** start of GIVEN INFORMATION **

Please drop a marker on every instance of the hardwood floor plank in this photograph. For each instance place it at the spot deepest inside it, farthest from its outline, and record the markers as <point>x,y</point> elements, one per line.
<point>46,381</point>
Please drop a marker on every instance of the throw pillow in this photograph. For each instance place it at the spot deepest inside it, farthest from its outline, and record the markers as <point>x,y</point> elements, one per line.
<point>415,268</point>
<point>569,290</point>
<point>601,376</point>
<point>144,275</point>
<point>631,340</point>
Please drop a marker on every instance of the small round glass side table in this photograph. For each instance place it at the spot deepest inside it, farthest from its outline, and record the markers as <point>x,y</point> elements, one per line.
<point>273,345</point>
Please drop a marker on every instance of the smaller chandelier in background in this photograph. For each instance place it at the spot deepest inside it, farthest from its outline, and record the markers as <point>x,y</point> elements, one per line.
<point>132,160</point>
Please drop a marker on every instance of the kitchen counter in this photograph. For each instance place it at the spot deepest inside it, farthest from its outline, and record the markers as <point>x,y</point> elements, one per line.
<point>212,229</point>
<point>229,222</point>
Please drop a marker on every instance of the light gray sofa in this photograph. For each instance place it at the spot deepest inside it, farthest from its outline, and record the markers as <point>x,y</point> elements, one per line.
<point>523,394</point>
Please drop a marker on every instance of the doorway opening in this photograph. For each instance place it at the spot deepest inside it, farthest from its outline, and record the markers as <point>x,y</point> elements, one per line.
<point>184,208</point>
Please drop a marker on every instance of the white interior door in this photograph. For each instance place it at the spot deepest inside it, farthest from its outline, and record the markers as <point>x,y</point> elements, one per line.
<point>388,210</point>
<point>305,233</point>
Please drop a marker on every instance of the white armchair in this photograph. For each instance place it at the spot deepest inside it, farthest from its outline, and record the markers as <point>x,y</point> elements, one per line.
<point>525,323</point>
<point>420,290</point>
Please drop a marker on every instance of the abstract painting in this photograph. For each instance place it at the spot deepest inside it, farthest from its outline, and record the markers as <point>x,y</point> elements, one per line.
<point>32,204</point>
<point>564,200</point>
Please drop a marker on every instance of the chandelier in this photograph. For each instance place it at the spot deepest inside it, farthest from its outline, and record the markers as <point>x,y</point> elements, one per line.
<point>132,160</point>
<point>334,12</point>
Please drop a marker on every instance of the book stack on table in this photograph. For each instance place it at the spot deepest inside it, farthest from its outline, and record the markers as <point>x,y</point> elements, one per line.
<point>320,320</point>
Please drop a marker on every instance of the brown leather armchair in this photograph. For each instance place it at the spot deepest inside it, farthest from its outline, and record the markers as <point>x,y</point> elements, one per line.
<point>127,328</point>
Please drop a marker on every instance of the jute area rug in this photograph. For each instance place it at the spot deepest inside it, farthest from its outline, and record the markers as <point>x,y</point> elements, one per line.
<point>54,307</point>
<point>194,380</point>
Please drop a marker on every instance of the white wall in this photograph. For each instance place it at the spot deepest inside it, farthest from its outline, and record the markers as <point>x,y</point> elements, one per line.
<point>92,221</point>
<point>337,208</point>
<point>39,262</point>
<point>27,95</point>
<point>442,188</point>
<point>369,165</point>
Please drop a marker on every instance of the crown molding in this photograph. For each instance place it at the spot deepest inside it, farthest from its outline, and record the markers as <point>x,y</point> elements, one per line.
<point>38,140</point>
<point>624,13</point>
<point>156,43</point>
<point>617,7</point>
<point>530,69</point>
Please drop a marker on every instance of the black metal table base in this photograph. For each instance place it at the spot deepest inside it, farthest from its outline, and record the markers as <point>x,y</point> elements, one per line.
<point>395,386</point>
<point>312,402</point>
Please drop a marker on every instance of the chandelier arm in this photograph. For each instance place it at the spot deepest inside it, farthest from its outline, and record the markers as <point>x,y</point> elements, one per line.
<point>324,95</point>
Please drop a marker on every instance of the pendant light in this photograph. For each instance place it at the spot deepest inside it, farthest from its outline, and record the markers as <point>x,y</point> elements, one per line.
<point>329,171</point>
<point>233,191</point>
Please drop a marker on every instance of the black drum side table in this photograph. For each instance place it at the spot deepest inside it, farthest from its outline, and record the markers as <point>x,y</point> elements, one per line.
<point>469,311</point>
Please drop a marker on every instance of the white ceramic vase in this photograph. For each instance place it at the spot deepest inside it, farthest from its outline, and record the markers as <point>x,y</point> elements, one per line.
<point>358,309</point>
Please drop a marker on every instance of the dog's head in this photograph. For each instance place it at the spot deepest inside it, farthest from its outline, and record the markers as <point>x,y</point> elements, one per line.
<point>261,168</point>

** end of GIVEN INFORMATION **

# DIRECTIONS FOR THIS TASK:
Please lay out every line of the records above as a Markdown table with the columns "No." and "Line", one numbered row per line, leaving out blank lines.

# THE RESPONSE:
| No. | Line |
|---|---|
| 1 | Please drop a marker on every instance of the hardwood floor plank in this photograph. For each instance place it at the spot deepest inside it, farthest from its outline, and record the markers as <point>x,y</point> elements, one per line. |
| 2 | <point>46,381</point> |
| 3 | Please drop a marker on every instance of the throw pillow in this photograph. For each instance place it at the spot deepest inside it, farthest from its outline, and record the markers as <point>x,y</point> elements, one per line. |
| 4 | <point>415,268</point> |
| 5 | <point>569,290</point> |
| 6 | <point>601,376</point> |
| 7 | <point>144,275</point> |
| 8 | <point>631,340</point> |
| 9 | Please drop a marker on every instance of the small round glass side table in this photograph. For each instance place it at the spot deepest inside it, farthest from its outline, and record the markers as <point>x,y</point> elements, one per line. |
| 10 | <point>273,345</point> |
| 11 | Please drop a marker on every instance of the smaller chandelier in background in this photograph. For each instance place it at the spot deepest inside it, farthest from its outline, and record the markers as <point>x,y</point> elements, one per line. |
| 12 | <point>132,160</point> |
| 13 | Please drop a marker on every instance of the kitchen counter in this photograph. For each instance place it at the spot deepest inside it, farthest from its outline, and record the markers as <point>x,y</point> elements, one per line. |
| 14 | <point>212,229</point> |
| 15 | <point>229,222</point> |
| 16 | Please drop a marker on every instance of the light gray sofa in this photograph. For each instance place it at the spot deepest inside it, farthest from its outline, and record the markers as <point>x,y</point> elements, one per line. |
| 17 | <point>523,394</point> |
| 18 | Please drop a marker on every instance of the doorway opening in this photograph. For each instance place it at the spot deepest inside it, farthest from its outline, and record the markers as <point>x,y</point> elements, one per line. |
| 19 | <point>184,208</point> |
| 20 | Please drop a marker on every instance of the white interior door in this photograph. For each instance place it at the spot deepest inside it, farthest from its outline, and record the markers as <point>x,y</point> elements, one per line. |
| 21 | <point>388,210</point> |
| 22 | <point>305,233</point> |
| 23 | Please drop a marker on every instance of the white armchair in this photograph. For each instance place it at the spot deepest inside it, farthest from its outline, and record the markers as <point>x,y</point> elements, one per line. |
| 24 | <point>525,323</point> |
| 25 | <point>420,290</point> |
| 26 | Please drop a marker on every instance of the abstract painting in this photograph. For each instance place it at the spot deepest inside it, farthest from its outline, and record the markers as <point>x,y</point> elements, one per line. |
| 27 | <point>32,204</point> |
| 28 | <point>564,200</point> |
| 29 | Please drop a marker on every instance of the chandelier in this photograph. For each instance place it at the spot deepest inside it, farthest from its outline, and record the markers as <point>x,y</point> elements, one per line. |
| 30 | <point>132,160</point> |
| 31 | <point>334,12</point> |
| 32 | Please drop a marker on every instance of the book stack on table in this photograph. For each instance place it at the spot deepest inside it, farthest from its outline, and record the markers as <point>x,y</point> elements, one per line. |
| 33 | <point>320,320</point> |
| 34 | Please drop a marker on every instance of the brown leather armchair in this photograph. For each instance place it at the spot deepest inside it, farthest from its outline, and record the markers as <point>x,y</point> elements, one per line. |
| 35 | <point>127,328</point> |
| 36 | Please drop a marker on every instance of the jute area rug in this photograph. For each instance place it at the spot deepest inside it, farthest from its outline, and record the markers as <point>x,y</point> elements, one per line. |
| 37 | <point>54,307</point> |
| 38 | <point>194,380</point> |
| 39 | Please drop a marker on every instance of the white wall in this photograph. For each instance place it at the spot deepest inside it, farthest from its outline, and record the markers as <point>x,y</point> elements, one per line. |
| 40 | <point>92,221</point> |
| 41 | <point>337,208</point> |
| 42 | <point>39,262</point> |
| 43 | <point>27,95</point> |
| 44 | <point>442,188</point> |
| 45 | <point>369,165</point> |
| 46 | Please drop a marker on every instance of the crown molding in this photograph. For each instance place it at the spot deepest inside it, farthest from its outline, and record the markers as <point>x,y</point> elements, one per line. |
| 47 | <point>38,140</point> |
| 48 | <point>624,13</point> |
| 49 | <point>156,43</point> |
| 50 | <point>617,7</point> |
| 51 | <point>530,69</point> |
| 52 | Please drop a marker on every instance of the black metal table base in this photograph. For each instance place it at the spot deepest inside it, farthest from its outline, and record the markers as <point>x,y</point> elements, one per line. |
| 53 | <point>395,386</point> |
| 54 | <point>312,402</point> |
| 55 | Please drop a marker on every instance of the chandelier arm in this photograph. For each instance place it at the spot deepest inside it, farthest from its outline, and record the markers as <point>x,y</point> elements, one per line. |
| 56 | <point>324,95</point> |
| 57 | Please drop a marker on every instance of the pendant light in this photograph. For each instance place it at the spot deepest inside it, farthest from its outline, and record the markers as <point>x,y</point> elements, one per line. |
| 58 | <point>329,171</point> |
| 59 | <point>233,191</point> |
| 60 | Please drop a marker on every instance of the black drum side table in this photograph. For each instance place it at the spot deepest inside it, farthest from its outline, and record the markers as <point>x,y</point> elements, one per line. |
| 61 | <point>469,311</point> |
| 62 | Please drop a marker on every instance of the white ceramic vase in this photograph. For each instance place it at the spot deepest inside it, farthest from its outline, and record the markers as <point>x,y</point> elements, one per line. |
| 63 | <point>358,309</point> |
| 64 | Please drop a marker on every instance of the dog's head in this photograph. For each instance place it at the spot deepest inside it, farthest from its outline, and record the markers as <point>x,y</point> elements, one per line. |
| 65 | <point>261,168</point> |